Your instructions :: Count the lines in the rows below that contain the string "white". Reply with the number alone.

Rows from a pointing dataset
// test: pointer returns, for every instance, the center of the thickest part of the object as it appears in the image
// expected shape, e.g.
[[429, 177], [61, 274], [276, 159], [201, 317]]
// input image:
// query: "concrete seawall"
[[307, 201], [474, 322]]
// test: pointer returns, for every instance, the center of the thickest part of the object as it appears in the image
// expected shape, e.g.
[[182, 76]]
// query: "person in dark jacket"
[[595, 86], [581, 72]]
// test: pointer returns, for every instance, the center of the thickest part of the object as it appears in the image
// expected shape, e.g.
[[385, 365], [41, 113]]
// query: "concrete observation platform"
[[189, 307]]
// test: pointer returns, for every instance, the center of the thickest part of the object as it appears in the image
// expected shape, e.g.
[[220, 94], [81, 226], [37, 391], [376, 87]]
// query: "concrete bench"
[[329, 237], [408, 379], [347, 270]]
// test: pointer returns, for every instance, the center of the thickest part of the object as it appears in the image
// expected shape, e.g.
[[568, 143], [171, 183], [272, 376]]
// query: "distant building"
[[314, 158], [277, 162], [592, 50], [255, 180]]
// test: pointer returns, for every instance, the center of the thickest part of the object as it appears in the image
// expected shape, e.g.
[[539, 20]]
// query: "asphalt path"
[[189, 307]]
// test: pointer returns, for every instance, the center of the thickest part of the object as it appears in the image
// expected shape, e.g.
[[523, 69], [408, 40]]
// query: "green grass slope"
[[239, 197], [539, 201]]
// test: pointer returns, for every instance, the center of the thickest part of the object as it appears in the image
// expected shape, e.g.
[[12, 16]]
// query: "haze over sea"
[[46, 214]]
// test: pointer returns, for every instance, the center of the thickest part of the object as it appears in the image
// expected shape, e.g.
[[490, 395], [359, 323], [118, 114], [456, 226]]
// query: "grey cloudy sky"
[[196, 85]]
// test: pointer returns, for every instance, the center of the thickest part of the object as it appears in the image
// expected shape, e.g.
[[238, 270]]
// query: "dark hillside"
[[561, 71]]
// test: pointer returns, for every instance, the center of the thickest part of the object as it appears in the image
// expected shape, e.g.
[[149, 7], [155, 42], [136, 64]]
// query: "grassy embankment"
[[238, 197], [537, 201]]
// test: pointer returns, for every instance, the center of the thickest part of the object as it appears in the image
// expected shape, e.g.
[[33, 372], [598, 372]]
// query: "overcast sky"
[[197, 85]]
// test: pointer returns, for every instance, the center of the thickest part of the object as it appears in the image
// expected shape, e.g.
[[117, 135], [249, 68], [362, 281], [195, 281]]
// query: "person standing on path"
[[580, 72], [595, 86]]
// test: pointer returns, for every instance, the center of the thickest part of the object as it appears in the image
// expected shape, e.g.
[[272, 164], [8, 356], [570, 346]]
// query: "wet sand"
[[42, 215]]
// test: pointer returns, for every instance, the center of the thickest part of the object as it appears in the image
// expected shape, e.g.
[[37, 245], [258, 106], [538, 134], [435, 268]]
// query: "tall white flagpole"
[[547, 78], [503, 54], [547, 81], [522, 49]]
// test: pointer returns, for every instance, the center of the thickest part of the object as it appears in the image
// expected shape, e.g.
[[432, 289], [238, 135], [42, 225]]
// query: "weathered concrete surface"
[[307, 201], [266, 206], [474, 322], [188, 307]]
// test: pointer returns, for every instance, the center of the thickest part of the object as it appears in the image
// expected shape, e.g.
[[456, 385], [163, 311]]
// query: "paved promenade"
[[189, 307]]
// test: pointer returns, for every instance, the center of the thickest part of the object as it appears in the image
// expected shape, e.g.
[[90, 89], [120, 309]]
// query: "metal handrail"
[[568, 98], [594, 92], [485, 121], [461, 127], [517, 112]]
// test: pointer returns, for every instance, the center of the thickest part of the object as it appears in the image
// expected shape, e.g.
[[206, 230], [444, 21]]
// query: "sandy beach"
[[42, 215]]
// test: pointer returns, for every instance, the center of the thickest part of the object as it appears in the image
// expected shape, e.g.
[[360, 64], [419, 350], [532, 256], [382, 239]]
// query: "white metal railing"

Result for this exercise :: 2